--- Text provided ---
P.R. experts are skilled at framing policy debates in favorable though misleading ways, like the “war on terror” or the “war on drugs.” What gets shielded by this packaging are the unstated goals, interests and outcomes that would draw popular opposition if known, writes Arjen Kamphuis.
By Arjen Kamphuis
When trying to understand current events in their fuller context, it’s often more useful to look at the policies and interests that are influencing these events rather than individual cases (although the individual cases often make up “the news”). That is because there is often a gaping chasm between the formally stated goals of a policy and its actual effects.
Think of the “wars” on various nouns such as “terror” or “drugs.” Though framed in simplistic P.R. terms, these “wars” justify a variety of other actions and serve many additional interests. Massive surveillance of citizens has emerged from the “war on terror,” and a prison-industrial complex and money-laundering banks have profited from the “war on drugs.”
Despite this reality, discussions about and opposition to these “wars” are often argued from the rather fictional standpoint that the stated goals are the actual goals. In the mainstream news media and conventional political circles, that’s often the case even if it is patently obvious that the policy in question does not further the supposed goal and that everybody smart enough to have some influence is aware of this.
Opposition against misguided or destructive policies thus allows the parameters of the debate to be fenced-in by its proponents. It’s pretty hard to win any debate if the other party can define (and re-define) the terms of the debate, moving the goal-posts without a need for any evidence that these goal-posts were reasonably placed to begin with.
When a pharmaceutical company wants to bring a new pill to market they need to show, in a series of transparently documented clinical trials, that the pill does what it is supposed to do and does not have (too many) negative side-effects. Evidence-based decision making is the norm and — while far from perfect — this standard prevents useless or downright dangerous pharmaceuticals from entering the market and thus the bodies of humans.
So when governments develop policies it is reasonable to ask: what problem does this solve? What new problems does it create? What proof do you have that your claims about these problems and their solutions are actually true? So let’s just assume for a moment that the people keeping these policies going have roughly the same IQ and information as you and I. They can understand the effects of policies even if these are completely different from officially stated objectives.
It is believable (depending on your gullibility) that a policy that turns out to have the opposite effect that it was meant to have will be kept going for a little while through administrative inertia. But at some point this stops being a credible explanation. There is a limit to what we can explain by sheer stupidity of policy-makers really there is!
You can believe some of the policy-makers are stupid some of the time but it is not reasonable that all of them are completely insane all of the time for decades. So when policies seem to have clear effects that structurally differ from the officially stated goals, I would suggest that the policy is working just fine; its goal is just not what the stated goal is.
To understand what the real goal of a system of policy is we can simply look at its most obvious beneficial effects. What’s it for? What’s it good at? Let’s look at the example of the clearly failed policy of “The War on Drugs.”

--- Activity 1 ---
List the questions that the essay on stated and actual policy goals says it is reasonable to ask when governments develop policies.
--- Activity 2 ---
Write the next part of the essay on stated and actual policy goals, picking up after its final sentence.
The lines that follow come from a source unrelated to the essay on stated and actual policy goals.

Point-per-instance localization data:
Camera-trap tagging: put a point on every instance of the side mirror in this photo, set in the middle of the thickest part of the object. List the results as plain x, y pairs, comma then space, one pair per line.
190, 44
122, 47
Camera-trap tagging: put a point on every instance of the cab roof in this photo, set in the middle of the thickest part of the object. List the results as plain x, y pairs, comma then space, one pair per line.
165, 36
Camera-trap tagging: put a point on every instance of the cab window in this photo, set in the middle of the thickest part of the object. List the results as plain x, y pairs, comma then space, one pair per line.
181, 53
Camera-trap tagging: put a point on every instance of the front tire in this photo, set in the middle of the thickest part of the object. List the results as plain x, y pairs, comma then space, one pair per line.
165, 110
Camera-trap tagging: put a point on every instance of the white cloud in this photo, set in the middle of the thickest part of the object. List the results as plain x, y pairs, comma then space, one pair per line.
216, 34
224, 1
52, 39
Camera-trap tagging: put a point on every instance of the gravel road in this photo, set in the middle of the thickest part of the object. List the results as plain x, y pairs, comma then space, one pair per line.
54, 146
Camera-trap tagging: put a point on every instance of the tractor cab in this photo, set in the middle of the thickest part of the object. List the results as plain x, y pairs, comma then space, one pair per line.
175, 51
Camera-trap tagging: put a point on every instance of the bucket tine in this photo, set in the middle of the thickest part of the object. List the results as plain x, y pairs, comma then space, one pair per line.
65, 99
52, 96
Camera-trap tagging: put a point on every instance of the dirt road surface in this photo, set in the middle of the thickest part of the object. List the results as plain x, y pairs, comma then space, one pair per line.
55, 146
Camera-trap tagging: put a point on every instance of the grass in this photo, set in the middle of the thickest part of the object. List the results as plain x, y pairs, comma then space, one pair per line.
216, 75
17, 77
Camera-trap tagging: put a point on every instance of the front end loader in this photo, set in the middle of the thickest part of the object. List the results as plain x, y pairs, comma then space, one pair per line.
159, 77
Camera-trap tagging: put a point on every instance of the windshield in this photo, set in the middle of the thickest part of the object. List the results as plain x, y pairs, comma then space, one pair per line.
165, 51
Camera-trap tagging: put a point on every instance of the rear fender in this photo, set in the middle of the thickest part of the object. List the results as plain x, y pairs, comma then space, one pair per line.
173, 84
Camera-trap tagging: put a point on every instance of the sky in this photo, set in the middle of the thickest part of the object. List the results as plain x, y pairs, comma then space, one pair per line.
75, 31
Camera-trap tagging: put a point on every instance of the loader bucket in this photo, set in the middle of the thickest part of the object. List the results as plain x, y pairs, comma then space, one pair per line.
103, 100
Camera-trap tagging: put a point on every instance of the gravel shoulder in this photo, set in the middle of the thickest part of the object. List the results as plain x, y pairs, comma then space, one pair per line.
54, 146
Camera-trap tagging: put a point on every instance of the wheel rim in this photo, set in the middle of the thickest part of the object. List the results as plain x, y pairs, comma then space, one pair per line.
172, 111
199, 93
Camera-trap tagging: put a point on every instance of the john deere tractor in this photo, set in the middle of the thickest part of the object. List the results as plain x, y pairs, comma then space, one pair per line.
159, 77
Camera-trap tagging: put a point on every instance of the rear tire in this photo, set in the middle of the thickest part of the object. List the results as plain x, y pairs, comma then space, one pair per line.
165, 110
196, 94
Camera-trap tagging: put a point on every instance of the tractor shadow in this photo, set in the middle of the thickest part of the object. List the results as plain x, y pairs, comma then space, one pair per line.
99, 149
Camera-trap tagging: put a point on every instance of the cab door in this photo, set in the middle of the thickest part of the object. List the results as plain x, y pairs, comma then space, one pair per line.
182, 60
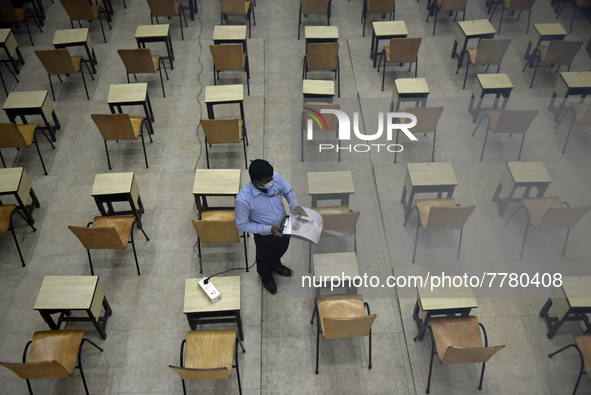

--- Exercise output 1 ---
- What problem does this solve?
- What new problems does it create?
- What proof do you have that your claims about these problems and their solutions are actually true?

--- Exercise output 2 ---
Since that paragon or trustworthiness Dick Nixon “launched” it two generations ago, the global market in illicit drugs has exploded to a $500 billion enterprise, all of it outside any form of government oversight or control. Amid a plentiful supply, price has dropped almost constantly over this time across the entire Western World while potency has increased.
The goal of “banning” certain drugs from society has clearly and abjectly failed. In the process most judicial systems of modern countries spend the vast majority of their capacity waging this war. This to the detriment of doing things like improving public safety or going after violent criminals, rapists or thieves.
So clearly this policy of prohibition is not working, for all the reasons alcohol prohibition did not work in the U.S. in the early 20th Century. So why keep it going? What are the upsides and who is benefiting? Obviously many people working in law-enforcement are benefiting (job security), privatized prison systems are benefiting (more business), governments looking for excuses to arbitrarily arrest people are benefiting. Banks where the billions are laundered are benefiting.
So lots of parties have an interest in keeping the policy going, even though it has patently failed at any of its original or (re)stated objectives. The only logical conclusion is that the real objectives of the policy are now to provide the various benefits to parties above.
Looking at the surveillance state from this non-naive perspective; what are all the systems, organizations and procedures good at? PRISM and the wider tool set disclosed by Edward Snowden are obviously not very well suited to hunting down plotting terrorist masterminds. You know, the really brilliant ones that can successfully defeat the entire multi-trillion-dollar U.S. air defense infrastructure armed with just a few box-cutters. People that smart do not plan their operations on Facebook or use unencrypted Gmail accounts for communications (unlike certain libidinous generals tasked with hunting them).
Many former intelligence and security services officials have stated that the way to fight terrorism is good old investigative police work and perhaps a serious look at the stated grievances that are the reasons for the radical behavior. This is how most European terrorist networks were successfully dismantled in the late 20th Century.
Finding a needle in a haystack is not served by adding ever more hay. So logically the goals of these programs are not “catching terrorists” or preventing attacks, something they have never demonstrably done. But this does not mean that these systems have no use. They are of use and are being used for what they are good at: suppressing dissent in democratic societies.
This is done by infiltrating and breaking up activist networks and thus pre-empting effective protest. By labeling non-violent and legitimate political activity “extremism” or “terrorism,” the entire suite of anti-terror laws erected over the last decade can be brought to bear against citizens using their democratic rights to protest various wrongs that they perceive in society (human rights, environmental problems, governmental corruption, abuse of power by corporations, etc.).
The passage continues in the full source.